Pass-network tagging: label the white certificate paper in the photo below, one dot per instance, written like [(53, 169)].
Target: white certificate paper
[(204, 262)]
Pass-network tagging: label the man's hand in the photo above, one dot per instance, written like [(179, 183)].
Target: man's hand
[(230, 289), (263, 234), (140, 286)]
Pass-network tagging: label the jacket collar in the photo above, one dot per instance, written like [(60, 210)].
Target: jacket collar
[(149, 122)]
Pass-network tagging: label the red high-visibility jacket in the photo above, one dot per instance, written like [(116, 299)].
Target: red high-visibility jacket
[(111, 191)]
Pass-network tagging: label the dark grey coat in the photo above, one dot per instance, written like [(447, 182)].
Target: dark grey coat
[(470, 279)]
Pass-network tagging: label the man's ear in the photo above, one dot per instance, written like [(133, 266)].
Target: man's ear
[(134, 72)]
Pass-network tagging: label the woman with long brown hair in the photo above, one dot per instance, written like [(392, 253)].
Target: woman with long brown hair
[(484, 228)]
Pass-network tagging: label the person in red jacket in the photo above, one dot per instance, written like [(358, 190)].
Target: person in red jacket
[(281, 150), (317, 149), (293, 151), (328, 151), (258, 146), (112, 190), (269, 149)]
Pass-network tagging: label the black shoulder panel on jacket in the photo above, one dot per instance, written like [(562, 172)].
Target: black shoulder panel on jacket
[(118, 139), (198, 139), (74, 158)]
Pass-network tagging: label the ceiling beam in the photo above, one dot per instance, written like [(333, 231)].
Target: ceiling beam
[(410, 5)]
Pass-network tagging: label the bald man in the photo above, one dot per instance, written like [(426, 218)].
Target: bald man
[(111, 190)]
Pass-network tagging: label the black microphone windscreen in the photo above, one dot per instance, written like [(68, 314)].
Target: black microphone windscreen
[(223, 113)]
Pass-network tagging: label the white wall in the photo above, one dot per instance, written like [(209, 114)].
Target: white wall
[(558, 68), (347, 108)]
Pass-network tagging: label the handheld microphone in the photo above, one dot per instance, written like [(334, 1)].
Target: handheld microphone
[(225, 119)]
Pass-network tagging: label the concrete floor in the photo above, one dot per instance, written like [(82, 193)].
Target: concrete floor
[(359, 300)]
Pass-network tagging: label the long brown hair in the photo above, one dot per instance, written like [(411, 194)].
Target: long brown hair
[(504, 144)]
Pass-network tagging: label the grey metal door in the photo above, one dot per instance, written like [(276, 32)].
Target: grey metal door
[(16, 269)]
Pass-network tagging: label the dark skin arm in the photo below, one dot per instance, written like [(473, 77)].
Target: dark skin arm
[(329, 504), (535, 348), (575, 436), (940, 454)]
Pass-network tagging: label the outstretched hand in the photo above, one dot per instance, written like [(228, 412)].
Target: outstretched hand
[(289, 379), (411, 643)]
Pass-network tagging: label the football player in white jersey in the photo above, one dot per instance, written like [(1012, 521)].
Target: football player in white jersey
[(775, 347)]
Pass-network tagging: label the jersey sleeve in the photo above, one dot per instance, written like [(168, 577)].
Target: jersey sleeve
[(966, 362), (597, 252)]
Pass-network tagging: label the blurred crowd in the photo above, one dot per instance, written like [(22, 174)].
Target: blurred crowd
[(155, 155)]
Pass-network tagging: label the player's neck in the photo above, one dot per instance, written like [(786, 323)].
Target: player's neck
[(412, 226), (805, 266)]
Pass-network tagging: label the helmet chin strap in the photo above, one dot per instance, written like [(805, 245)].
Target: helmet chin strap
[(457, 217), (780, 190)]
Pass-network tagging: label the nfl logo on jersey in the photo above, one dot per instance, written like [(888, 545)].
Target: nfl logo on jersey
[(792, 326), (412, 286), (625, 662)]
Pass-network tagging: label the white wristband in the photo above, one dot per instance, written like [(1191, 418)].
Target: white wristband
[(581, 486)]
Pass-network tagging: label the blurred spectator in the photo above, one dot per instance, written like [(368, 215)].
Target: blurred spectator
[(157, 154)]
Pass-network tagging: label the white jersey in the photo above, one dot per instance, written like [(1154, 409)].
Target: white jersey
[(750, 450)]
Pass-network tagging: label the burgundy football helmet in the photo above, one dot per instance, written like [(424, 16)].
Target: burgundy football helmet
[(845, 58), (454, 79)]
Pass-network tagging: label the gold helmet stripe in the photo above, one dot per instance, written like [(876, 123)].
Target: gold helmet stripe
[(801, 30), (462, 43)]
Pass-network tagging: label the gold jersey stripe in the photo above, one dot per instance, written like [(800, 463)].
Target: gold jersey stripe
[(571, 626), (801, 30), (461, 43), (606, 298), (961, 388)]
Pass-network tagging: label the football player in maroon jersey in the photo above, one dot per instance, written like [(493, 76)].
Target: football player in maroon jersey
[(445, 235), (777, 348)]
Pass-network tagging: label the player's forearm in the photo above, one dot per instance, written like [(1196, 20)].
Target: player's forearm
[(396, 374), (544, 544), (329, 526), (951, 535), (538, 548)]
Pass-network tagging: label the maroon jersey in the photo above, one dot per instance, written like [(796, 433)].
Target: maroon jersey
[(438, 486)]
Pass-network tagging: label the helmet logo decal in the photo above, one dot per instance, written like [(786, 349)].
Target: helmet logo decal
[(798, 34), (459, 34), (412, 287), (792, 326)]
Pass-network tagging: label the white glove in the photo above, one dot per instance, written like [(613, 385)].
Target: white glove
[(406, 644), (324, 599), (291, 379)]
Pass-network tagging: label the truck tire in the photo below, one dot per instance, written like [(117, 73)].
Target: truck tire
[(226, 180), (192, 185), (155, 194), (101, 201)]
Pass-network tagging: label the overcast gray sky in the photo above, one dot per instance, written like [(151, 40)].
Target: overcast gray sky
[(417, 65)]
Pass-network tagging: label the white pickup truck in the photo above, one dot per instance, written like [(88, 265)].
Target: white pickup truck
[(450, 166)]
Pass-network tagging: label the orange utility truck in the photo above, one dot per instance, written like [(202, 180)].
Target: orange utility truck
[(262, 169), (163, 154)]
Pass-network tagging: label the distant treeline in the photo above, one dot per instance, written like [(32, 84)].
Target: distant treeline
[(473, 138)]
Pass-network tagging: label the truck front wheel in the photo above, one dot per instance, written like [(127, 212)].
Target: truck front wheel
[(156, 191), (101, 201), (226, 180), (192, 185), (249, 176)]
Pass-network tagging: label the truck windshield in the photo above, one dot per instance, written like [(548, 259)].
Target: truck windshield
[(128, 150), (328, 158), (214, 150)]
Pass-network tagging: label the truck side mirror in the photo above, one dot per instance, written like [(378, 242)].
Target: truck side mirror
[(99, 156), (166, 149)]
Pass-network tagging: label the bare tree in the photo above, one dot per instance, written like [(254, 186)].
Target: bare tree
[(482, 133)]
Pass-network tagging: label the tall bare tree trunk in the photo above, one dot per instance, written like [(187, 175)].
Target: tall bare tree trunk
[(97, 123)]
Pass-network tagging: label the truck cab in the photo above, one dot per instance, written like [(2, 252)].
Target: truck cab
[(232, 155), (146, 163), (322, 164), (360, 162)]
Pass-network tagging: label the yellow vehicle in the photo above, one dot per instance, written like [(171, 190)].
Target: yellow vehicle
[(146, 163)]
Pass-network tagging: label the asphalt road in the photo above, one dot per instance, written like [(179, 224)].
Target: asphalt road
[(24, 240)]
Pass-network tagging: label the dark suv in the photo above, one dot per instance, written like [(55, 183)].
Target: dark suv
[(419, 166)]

TASK OBJECTIVE
Render all of the data above as a Markdown table with the columns Row and Line, giving each line its own numbered row and omitting blank lines.

CORRECT ANSWER
| Row | Line |
|---|---|
| 1 | Pass-network tagging: label the white certificate paper in the photo below, one dot per instance, written like [(53, 169)]. |
| 2 | Target: white certificate paper |
| 3 | [(204, 262)] |
| 4 | Pass-network tagging: label the man's hand in the photo above, one dot per instance, written like [(179, 183)]. |
| 5 | Target: man's hand |
| 6 | [(230, 289), (263, 234), (140, 286)] |
| 7 | Pass-network tagging: label the jacket collar in the photo above, one dot per instance, written like [(60, 210)]. |
| 8 | Target: jacket collar |
| 9 | [(149, 122)] |
| 10 | Pass-network tagging: label the red high-visibility jacket in the photo above, one dot per instance, written like [(116, 299)]. |
| 11 | Target: red high-visibility jacket |
| 12 | [(111, 191)] |
| 13 | Pass-network tagging: label the dark grey coat in the photo above, one dot per instance, written like [(447, 182)]. |
| 14 | Target: dark grey coat |
| 15 | [(470, 279)] |
| 16 | Pass-network tagging: label the man's ear in the photo above, one dot per instance, written like [(133, 266)]. |
| 17 | Target: man's ear |
| 18 | [(134, 72)] |
| 19 | Pass-network tagging: label the woman with long brown hair in the photo above, one dot per instance, written like [(392, 253)]. |
| 20 | Target: woman with long brown hair |
| 21 | [(484, 228)] |
| 22 | Pass-network tagging: label the person in red jacket in the photo above, one dot per instance, written like [(358, 190)]. |
| 23 | Target: person in red jacket |
| 24 | [(281, 150), (317, 149), (293, 151), (328, 151), (258, 146), (112, 190), (269, 149)] |
| 25 | Pass-network tagging: label the black shoulder panel on jacket in the photo above, one dot per instance, written like [(562, 172)]. |
| 26 | Target: black shoulder panel on jacket |
| 27 | [(118, 139), (198, 139), (74, 158)] |
| 28 | Pass-network tagging: label the ceiling beam in the photo above, one dot per instance, written like [(333, 231)]. |
| 29 | Target: ceiling beam |
| 30 | [(410, 5)] |
| 31 | Pass-network tagging: label the bald man in the photo above, one dot per instance, written like [(426, 218)]. |
| 32 | Target: bald man |
| 33 | [(111, 190)] |
| 34 | Pass-network tagging: label the black microphone windscreen in the photo above, one dot per instance, written like [(68, 314)]. |
| 35 | Target: black microphone windscreen |
| 36 | [(223, 113)] |
| 37 | Pass-network tagging: label the white wall in the photo above, one dot per instance, written like [(209, 114)]. |
| 38 | Target: white wall |
| 39 | [(558, 68), (347, 108)] |
| 40 | Pass-network tagging: label the handheld microphone in the photo above, one dot per instance, written like [(334, 1)]. |
| 41 | Target: handheld microphone |
| 42 | [(225, 119)] |
| 43 | Pass-network tagging: label the concrete floor in the photo above, one dot per instance, written like [(82, 193)]. |
| 44 | Target: concrete floor |
| 45 | [(359, 300)] |
| 46 | Pass-network tagging: label the long brown hair in the photo above, one dot per instance, written like [(411, 194)]. |
| 47 | Target: long brown hair |
| 48 | [(504, 144)] |
| 49 | Pass-network tagging: label the grey metal door in the photo above, one dot per instance, written like [(276, 32)]. |
| 50 | Target: grey metal door |
| 51 | [(16, 269)] |
| 52 | Pass-network tagging: label the dark skin arm in the photo below, one dot per instance, written like [(473, 77)]. |
| 53 | Target: dark skin arm |
| 54 | [(329, 504), (535, 348), (575, 436), (940, 454)] |
| 55 | Pass-network tagging: label the outstretched hand in the photo above, one dot per instance, written like [(228, 412)]. |
| 56 | Target: outstretched hand |
| 57 | [(289, 379), (411, 643)] |
| 58 | Pass-network tagging: label the football player in white jersey in the photo above, one dot per instance, written like [(1012, 521)]. |
| 59 | Target: football player in white jersey |
| 60 | [(775, 347)] |
| 61 | Pass-network tagging: label the jersey sleeve in the photo above, one dot per instance, written like [(168, 577)]. |
| 62 | Target: jersey sleeve |
| 63 | [(966, 362), (597, 252)] |
| 64 | Pass-network tagging: label the blurred crowd in the photo above, one dot per instance, written like [(22, 174)]. |
| 65 | Target: blurred crowd |
| 66 | [(155, 155)] |
| 67 | Pass-network tagging: label the player's neck in the photo above, one dot per instance, written like [(786, 323)]. |
| 68 | Target: player's neck |
| 69 | [(412, 226), (805, 266)] |
| 70 | Pass-network tagging: label the helmet chin strap in the photo above, one dot per instance, written like [(805, 245)]. |
| 71 | Target: helmet chin strap |
| 72 | [(457, 217), (780, 190)] |
| 73 | Pass-network tagging: label the nfl logo on jersey in the photo above, one dot per instance, written like [(888, 545)]. |
| 74 | Target: nfl logo on jersey |
| 75 | [(792, 326), (412, 286), (625, 662)] |
| 76 | Pass-network tagging: label the white wristband in the photo above, one dot per instance, written like [(1191, 418)]. |
| 77 | Target: white wristband |
| 78 | [(581, 486)] |
| 79 | Pass-network tagging: label the blurred spectator in the photo above, one dot per instance, written like [(368, 215)]. |
| 80 | Target: blurred spectator |
| 81 | [(157, 154)] |
| 82 | Pass-network tagging: label the white jersey in the photo above, one dot per instance, written like [(1154, 409)]. |
| 83 | Target: white jersey |
| 84 | [(750, 450)] |
| 85 | Pass-network tagging: label the burgundy football helmet in the photo above, one dot per instance, written like [(424, 16)]. |
| 86 | Target: burgundy football helmet |
| 87 | [(845, 58), (454, 79)] |
| 88 | Pass-network tagging: label the gold helmet stripe in the photo above, one dot per instance, written like [(876, 123)]. |
| 89 | Target: gold helmet stripe |
| 90 | [(801, 30), (462, 43)] |
| 91 | Pass-network tagging: label the gold jersey stripe in the photo above, one dot per instance, written like [(800, 463)]. |
| 92 | Target: gold jersey stripe |
| 93 | [(571, 626), (801, 30), (461, 43), (606, 298), (961, 388)] |
| 94 | Pass-network tagging: label the football player in maroon jersey in the photo above, one dot per instance, written like [(493, 76)]. |
| 95 | Target: football player in maroon jersey |
| 96 | [(445, 235), (777, 348)] |
| 97 | Pass-network tagging: label the player's forearm in the photo above, one dot per instance, written like [(1196, 20)]. |
| 98 | Target: player's forearm |
| 99 | [(396, 374), (544, 544), (329, 526), (951, 535), (538, 548)] |
| 100 | Pass-network tagging: label the maroon jersey in the photo above, one dot per instance, written like [(796, 433)]. |
| 101 | Target: maroon jersey |
| 102 | [(438, 486)] |
| 103 | Pass-network tagging: label the helmet logo decal in the photo above, one dot per instance, written like [(786, 349)]. |
| 104 | Target: helmet logo decal |
| 105 | [(798, 34), (459, 34), (412, 287), (792, 326)] |
| 106 | Pass-network tagging: label the white glove in the photo above, one dot per instance, written like [(613, 385)]. |
| 107 | Target: white glove |
| 108 | [(406, 644), (324, 599), (291, 379)] |
| 109 | Pass-network tagging: label the truck tire in the photo below, one dot per instance, written like [(117, 73)]. |
| 110 | Target: truck tire |
| 111 | [(226, 180), (192, 185), (155, 194), (101, 201)] |
| 112 | Pass-network tagging: label the overcast gray sky in the photo above, one dot per instance, written like [(151, 40)]. |
| 113 | Target: overcast gray sky |
| 114 | [(417, 65)] |
| 115 | Pass-network tagging: label the white pickup truck in the photo above, one dot per instance, written like [(88, 265)]. |
| 116 | Target: white pickup truck |
| 117 | [(450, 166)] |
| 118 | Pass-network tagging: label the orange utility truck in the photo above, one dot per instance, written like [(202, 180)]. |
| 119 | Target: orange utility truck |
| 120 | [(262, 169), (163, 154)] |
| 121 | Pass-network tagging: label the distant treeline in the photo above, one dot per instance, written like [(32, 84)]. |
| 122 | Target: distant treeline |
| 123 | [(473, 138)] |
| 124 | Pass-network tagging: label the truck front wheel in the photo above, one dot per instance, written like [(127, 212)]. |
| 125 | Target: truck front wheel |
| 126 | [(156, 191), (101, 201), (226, 180), (192, 185), (249, 176)] |
| 127 | Pass-network tagging: label the truck windshield in the photo above, one dot per instance, written like [(548, 259)]. |
| 128 | Target: truck windshield |
| 129 | [(128, 150), (328, 158), (214, 150)] |
| 130 | Pass-network tagging: label the truck side mirror in the photo above, one dot per instance, written like [(378, 242)]. |
| 131 | Target: truck side mirror |
| 132 | [(99, 156), (166, 149)] |
| 133 | Pass-network tagging: label the bare tree in the photo above, one dot per instance, written like [(254, 186)]. |
| 134 | Target: bare tree |
| 135 | [(482, 133)] |
| 136 | Pass-network tagging: label the tall bare tree trunk in the photo above, one dot per instance, written like [(187, 175)]. |
| 137 | Target: tall bare tree trunk |
| 138 | [(97, 123)] |
| 139 | Pass-network tagging: label the truck cab in the photo above, one dot per instance, written like [(2, 252)]. |
| 140 | Target: truck cab |
| 141 | [(232, 155), (146, 163), (322, 164), (360, 162)] |
| 142 | Pass-network tagging: label the yellow vehicle in the photo above, one dot per instance, written like [(171, 190)]. |
| 143 | Target: yellow vehicle |
| 144 | [(146, 163)] |
| 145 | Pass-network tagging: label the asphalt road in the photo above, one dot per instance, written like [(179, 224)]. |
| 146 | Target: asphalt road |
| 147 | [(24, 240)] |
| 148 | Pass-network tagging: label the dark suv in the photo above, one dot per instance, written like [(55, 183)]. |
| 149 | Target: dark suv |
| 150 | [(419, 166)] |